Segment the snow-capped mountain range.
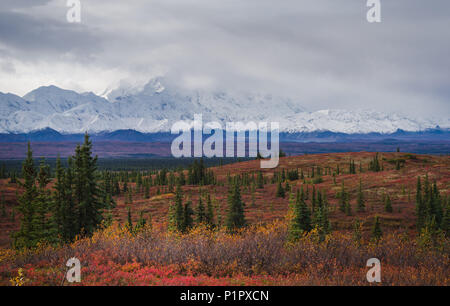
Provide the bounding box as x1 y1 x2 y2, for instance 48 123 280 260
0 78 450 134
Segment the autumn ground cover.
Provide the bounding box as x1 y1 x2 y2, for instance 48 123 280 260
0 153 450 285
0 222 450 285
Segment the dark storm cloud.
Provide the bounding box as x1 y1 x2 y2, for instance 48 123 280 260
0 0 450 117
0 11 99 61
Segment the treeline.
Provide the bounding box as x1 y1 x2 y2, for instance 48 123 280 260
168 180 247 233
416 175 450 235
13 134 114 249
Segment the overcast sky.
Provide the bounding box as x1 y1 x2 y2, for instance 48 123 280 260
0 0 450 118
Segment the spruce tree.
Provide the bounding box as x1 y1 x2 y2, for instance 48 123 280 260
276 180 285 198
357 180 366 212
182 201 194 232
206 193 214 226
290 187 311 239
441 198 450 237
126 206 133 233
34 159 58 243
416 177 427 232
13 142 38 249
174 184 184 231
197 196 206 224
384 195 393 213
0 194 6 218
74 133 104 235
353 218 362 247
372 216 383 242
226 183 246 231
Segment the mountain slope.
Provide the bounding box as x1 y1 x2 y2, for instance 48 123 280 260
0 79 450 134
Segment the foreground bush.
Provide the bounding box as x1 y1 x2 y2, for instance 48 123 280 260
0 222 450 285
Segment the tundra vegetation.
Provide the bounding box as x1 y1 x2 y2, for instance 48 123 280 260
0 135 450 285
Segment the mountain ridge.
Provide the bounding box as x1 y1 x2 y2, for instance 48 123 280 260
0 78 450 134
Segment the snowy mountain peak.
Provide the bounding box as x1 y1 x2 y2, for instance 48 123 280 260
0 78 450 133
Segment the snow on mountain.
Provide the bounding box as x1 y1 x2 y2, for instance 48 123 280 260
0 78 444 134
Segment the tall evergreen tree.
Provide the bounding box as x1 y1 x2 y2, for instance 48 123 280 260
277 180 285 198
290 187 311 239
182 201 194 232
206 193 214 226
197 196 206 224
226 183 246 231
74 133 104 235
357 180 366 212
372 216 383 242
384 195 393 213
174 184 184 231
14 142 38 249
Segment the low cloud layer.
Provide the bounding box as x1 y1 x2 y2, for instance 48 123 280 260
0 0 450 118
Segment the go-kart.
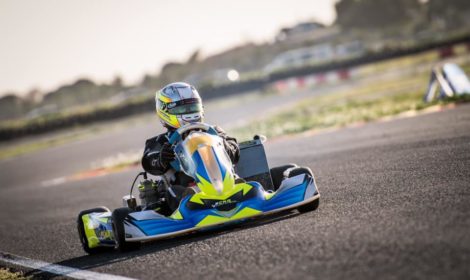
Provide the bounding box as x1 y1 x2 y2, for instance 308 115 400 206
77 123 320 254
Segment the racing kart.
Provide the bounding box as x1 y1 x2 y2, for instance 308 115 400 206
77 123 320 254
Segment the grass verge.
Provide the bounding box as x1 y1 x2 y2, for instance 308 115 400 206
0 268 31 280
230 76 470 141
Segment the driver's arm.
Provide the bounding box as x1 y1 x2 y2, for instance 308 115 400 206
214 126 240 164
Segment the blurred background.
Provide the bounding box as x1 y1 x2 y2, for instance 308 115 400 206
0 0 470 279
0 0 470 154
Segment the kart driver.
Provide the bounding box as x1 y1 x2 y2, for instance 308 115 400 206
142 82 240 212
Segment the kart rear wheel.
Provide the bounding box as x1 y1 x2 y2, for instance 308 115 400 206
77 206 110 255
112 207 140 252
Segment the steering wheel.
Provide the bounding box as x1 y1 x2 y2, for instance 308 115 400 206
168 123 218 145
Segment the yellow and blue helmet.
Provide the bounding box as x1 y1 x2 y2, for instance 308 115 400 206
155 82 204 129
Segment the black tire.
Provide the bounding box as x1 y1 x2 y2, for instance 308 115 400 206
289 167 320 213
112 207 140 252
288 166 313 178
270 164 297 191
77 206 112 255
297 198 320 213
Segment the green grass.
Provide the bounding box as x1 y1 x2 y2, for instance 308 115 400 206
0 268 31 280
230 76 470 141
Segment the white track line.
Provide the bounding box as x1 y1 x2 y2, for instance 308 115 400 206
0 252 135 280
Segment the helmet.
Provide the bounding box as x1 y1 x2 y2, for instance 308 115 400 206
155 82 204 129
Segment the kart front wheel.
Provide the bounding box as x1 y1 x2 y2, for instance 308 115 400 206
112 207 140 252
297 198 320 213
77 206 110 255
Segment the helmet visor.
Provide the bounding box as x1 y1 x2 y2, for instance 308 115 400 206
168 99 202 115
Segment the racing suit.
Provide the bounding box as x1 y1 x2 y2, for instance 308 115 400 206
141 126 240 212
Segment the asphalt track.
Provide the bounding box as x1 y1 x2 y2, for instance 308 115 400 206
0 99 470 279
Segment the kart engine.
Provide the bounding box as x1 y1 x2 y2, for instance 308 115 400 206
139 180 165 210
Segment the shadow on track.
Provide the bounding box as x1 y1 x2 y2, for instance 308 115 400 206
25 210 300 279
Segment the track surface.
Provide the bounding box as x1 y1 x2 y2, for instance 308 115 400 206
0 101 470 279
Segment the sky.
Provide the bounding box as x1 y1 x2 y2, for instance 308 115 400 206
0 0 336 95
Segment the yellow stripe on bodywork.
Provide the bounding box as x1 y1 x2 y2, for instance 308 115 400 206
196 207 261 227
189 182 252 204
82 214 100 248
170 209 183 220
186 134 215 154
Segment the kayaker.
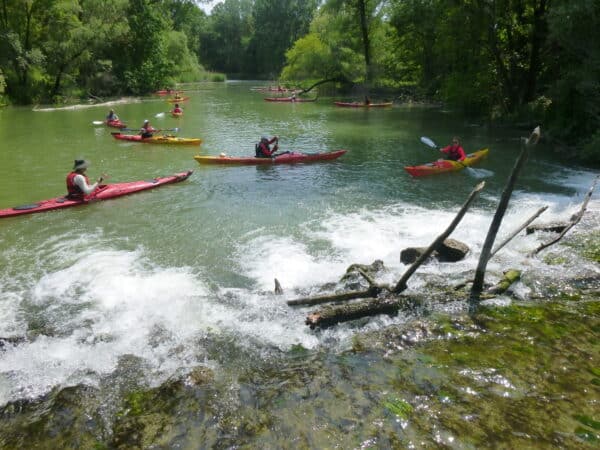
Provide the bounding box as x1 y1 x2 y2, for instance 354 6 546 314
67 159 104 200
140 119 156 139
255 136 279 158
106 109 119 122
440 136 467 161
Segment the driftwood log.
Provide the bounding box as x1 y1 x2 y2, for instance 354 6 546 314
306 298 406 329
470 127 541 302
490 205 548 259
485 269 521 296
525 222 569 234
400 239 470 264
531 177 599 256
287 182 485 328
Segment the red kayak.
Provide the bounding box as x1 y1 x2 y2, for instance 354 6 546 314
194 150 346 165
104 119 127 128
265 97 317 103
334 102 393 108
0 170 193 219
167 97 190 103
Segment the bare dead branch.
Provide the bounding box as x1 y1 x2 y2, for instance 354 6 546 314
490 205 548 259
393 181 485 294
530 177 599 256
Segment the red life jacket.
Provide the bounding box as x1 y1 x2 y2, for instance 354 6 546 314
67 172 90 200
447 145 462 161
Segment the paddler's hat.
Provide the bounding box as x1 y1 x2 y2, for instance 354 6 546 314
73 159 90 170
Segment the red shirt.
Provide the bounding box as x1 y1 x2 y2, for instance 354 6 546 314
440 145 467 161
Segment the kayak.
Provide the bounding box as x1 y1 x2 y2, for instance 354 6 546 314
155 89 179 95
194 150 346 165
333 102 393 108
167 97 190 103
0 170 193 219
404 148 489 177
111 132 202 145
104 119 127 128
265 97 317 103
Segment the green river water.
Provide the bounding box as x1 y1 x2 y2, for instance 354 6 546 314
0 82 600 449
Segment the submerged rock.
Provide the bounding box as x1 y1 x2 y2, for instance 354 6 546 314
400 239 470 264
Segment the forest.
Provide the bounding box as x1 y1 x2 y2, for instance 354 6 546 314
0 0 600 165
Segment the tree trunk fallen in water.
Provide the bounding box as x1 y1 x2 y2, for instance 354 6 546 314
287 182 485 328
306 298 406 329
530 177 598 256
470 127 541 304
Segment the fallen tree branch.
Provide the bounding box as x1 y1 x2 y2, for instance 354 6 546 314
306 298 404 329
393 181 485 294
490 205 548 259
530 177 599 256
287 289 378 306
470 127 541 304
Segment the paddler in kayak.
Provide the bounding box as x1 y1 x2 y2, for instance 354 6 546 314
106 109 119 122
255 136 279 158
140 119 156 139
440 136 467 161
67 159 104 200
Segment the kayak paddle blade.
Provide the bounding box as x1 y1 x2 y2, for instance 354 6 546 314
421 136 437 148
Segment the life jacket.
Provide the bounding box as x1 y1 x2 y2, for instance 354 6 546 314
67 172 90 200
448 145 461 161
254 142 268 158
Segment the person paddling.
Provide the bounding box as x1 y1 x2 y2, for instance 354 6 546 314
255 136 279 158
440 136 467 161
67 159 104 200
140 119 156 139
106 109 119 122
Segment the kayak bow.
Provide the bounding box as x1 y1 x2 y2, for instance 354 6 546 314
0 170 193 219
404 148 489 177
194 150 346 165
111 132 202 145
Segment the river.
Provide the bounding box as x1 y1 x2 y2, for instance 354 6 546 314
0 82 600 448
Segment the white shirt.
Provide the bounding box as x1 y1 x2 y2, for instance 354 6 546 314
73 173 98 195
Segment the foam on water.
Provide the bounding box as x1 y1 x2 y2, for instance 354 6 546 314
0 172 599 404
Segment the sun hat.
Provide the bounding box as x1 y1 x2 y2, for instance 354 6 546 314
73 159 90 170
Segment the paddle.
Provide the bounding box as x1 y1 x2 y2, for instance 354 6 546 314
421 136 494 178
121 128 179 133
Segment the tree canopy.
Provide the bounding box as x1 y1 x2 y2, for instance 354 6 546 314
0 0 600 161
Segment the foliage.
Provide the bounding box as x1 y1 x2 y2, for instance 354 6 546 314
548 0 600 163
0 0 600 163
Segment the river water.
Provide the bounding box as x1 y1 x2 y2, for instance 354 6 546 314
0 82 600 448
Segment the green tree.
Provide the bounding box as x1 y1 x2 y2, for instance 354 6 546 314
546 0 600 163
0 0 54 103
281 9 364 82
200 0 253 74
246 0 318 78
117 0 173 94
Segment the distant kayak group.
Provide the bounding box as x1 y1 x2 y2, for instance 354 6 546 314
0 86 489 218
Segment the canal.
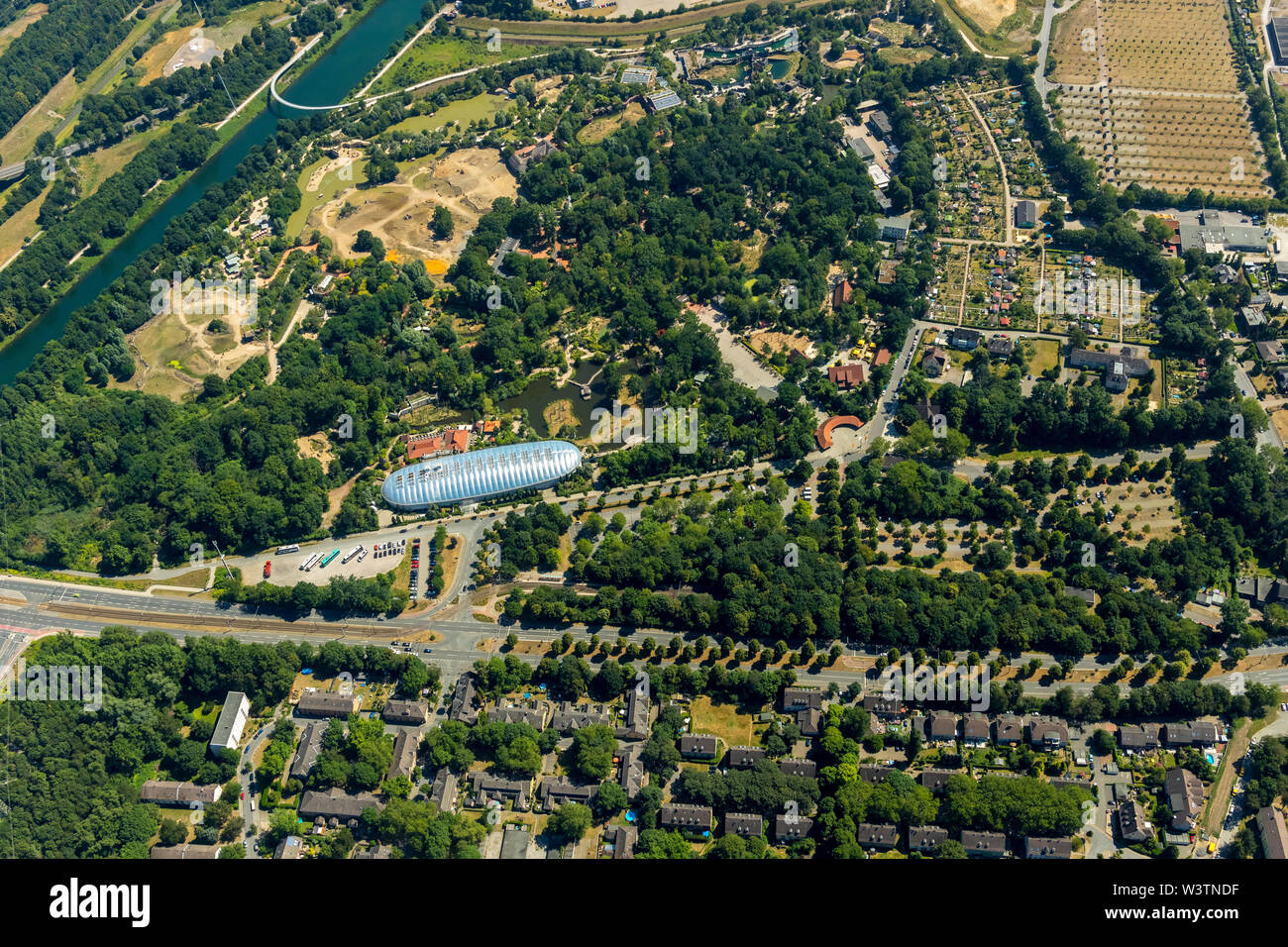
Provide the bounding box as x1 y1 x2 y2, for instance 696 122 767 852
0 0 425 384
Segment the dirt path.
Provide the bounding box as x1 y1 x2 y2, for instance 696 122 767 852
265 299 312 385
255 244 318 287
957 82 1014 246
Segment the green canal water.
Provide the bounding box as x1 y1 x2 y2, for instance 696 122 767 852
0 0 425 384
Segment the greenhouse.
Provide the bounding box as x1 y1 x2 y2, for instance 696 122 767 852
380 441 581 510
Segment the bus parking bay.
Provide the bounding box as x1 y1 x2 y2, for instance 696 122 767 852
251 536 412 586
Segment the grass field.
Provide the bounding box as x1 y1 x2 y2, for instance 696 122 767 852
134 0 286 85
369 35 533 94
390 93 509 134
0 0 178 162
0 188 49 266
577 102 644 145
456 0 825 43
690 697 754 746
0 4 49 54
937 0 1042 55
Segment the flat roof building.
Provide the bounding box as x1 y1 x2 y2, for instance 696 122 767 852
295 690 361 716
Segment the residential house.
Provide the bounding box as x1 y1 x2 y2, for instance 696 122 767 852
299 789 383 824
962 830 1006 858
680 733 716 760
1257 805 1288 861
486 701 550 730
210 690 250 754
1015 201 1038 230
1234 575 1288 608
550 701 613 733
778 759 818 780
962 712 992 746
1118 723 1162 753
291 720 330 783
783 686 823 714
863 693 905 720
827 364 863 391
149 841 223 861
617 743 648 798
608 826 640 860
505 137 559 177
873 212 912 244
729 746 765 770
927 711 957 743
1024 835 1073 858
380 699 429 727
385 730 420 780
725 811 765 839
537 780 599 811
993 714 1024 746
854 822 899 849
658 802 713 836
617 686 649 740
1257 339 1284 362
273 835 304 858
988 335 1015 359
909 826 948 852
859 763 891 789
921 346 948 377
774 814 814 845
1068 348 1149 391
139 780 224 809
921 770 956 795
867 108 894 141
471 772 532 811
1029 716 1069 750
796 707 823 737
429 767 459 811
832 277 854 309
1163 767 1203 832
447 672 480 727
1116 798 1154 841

- **Task**
Find each line in the records containing the string "mountain" and copy those lines. Case counts.

- **Response below**
Segment the snow-capped mountain range.
Segment the mountain slope.
Segment the mountain ridge.
Segment the snowy mountain peak.
Segment the snow on mountain.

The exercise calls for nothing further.